» **Document extract**
--*--

Finally, for those of you who don't read the British Medical Journal, there is a lovely tale of a paediatrician with a reputation for being irascible. He reviewed a letter which had been sent to a GP as “dictated but not checked”. A page of detailed assessment ended with “I believe in the end this child will be below normal, like you”. On checking the tape he had actually dictated “I believe in the end this child will be a low normal IQ”. The GP was so used to the paediatrician's eccentricities that he hadn't replied. For my part, I applaud that GP's sanguine lack of response. I know someone not far from here who would have gone puce and dictated a stormy riposte if it had happened to him. I think I may be getting slightly more tolerant of other people's errors and eccentricities, and for me it is one of the few advantages of getting older.

Have a good weekend.

4 comments:

Sara said...

Medical education DOES put a tremendous gap between what you think is serious and what nonmedical people do. I have noticed this time and time again with family members. Totally innocent shoulder pain can send someone into panic, while much more ominous things might not make them bat an eye.

It is part of medical training that you see how well the body is most of the time, and that when something goes really wrong, there are actually a fairly limited number of ways it can show up (the "uh-oh" symptoms). But without that background, it is hard to distinguish. I always wonder when people criticize improper arrivals at the emergency room - sometimes it isn't that someone is wasting resources or too lazy to make a regular appointment with their doctor, but rather that to them, whatever it was that is not that significant could not be distinguished from an emergency.

It has been interesting getting through medical school and then hearing questions asked to me that show me how easy it is to forget that not everyone went to medical school, that things need to be explained, that even educated people do not have a deep medical background.

And good job with the kid!

Anonymous said...

It's terrifying that we may lose paper records altogether. In a few decades time, once all doctors put plenty of information into the computer and the Gp2Gp system is running properly it will probably be ok but for now the paper records contain so much information that never makes it onto the computer (not least because of totally under qualified summarisers like myself) it would be madness to get rid of them.

The Shrink said...

Receptionist, I agree. I like paper.

"In an ideal world these letters would all be scanned, filed and cross-referenced against the patient's problems before being shredded but, believe me, the NHS is far from an ideal world."
We know this won't happen.
At present the NHS has a lot of information to store. At one conference I was told it was five times as much information as the Pentagon own. That's a lot of letters and notes to scan, detail, cross reference and generate in to an accessible and user friendly information system. Realistically, it can't happen.

My one consolation is that in my corner there are so many legal forms, on paper, that have to exist. As such, paper records of one form or another are destined t live on and remain fairly commonplace for me. Phew.


"I think I may be getting slightly more tolerant of other people's errors and eccentricities, and for me it is one of the few advantages of getting older."
I find things that use to pique me or send me incandescent with rage now simply generate mirth. It's got to be a healthier way to amble through life! :-)

Anonymous said...

Once, in one of my former identities, I was given the task of transcribing tapes because one of the surgeons dictated in French. You can get a measure of his desperation by the fact that I really can't type in the secretarial sense, so taking literally hours to do them.
One of his earlier letters had instructions on how to get to the hotel do van. I wish I could remember more of them.

--*--

» **Given entries**

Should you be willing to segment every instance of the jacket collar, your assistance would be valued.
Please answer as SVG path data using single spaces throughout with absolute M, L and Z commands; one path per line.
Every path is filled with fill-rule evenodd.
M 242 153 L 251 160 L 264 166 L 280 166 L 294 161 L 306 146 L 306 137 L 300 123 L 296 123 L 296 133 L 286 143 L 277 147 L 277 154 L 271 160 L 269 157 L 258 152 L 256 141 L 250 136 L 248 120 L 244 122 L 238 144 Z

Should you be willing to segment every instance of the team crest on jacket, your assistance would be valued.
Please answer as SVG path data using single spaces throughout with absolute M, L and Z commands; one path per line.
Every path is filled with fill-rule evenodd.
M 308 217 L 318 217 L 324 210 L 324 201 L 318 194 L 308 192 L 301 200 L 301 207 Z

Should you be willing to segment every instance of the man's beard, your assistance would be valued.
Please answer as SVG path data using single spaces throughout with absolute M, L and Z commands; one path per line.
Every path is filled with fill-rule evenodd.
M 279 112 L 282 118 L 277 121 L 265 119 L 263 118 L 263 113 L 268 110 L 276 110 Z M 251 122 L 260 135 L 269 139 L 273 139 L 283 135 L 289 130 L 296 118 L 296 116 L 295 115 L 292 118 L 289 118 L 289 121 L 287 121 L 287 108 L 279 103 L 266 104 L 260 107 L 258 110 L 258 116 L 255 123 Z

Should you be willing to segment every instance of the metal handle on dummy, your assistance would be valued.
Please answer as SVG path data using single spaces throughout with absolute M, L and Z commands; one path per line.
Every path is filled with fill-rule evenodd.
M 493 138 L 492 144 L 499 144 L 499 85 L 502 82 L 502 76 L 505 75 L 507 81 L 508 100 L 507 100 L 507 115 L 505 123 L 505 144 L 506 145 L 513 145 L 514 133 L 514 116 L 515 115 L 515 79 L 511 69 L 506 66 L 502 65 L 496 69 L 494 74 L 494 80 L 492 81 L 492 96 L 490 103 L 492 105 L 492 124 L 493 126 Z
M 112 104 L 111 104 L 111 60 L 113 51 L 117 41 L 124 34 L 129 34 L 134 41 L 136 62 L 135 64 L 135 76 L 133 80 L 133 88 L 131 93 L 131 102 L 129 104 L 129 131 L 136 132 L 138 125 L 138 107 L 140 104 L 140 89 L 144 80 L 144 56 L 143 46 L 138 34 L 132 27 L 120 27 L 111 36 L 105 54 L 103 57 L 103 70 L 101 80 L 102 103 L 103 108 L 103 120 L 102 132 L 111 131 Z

--*--

» **Tasks to complete**
a. Answer these questions from the blog excerpt, one line each:
(i) What had the paediatrician actually dictated on the tape?
(ii) According to The Shrink, how much information was the NHS said at a conference to hold compared with the Pentagon?
(iii) Why was the last anonymous commenter given the job of transcribing tapes?
b. Summarize the blog excerpt in two sentences.
c. Please write out the blog excerpt from "It has been" up to and including "with the kid!".

» **Answers for this exercise**
a.
(i) "I believe in the end this child will be a low normal IQ"
(ii) Five times as much information as the Pentagon
(iii) Because one of the surgeons dictated in French

b. A paediatrician's letter sent to a GP as "dictated but not checked" said a child would be "below normal, like you" instead of "a low normal IQ," and the GP, used to his eccentricities, did not reply; the writer applauds this and feels more tolerant of others' errors with age. Commenters describe the gap medical training creates between what doctors and nonmedical people see as serious, warn that getting rid of paper records would be unwise because they hold so much information, and recall transcribing a surgeon's tapes dictated in French.

c.
It has been interesting getting through medical school and then hearing questions asked to me that show me how easy it is to forget that not everyone went to medical school, that things need to be explained, that even educated people do not have a deep medical background.

And good job with the kid!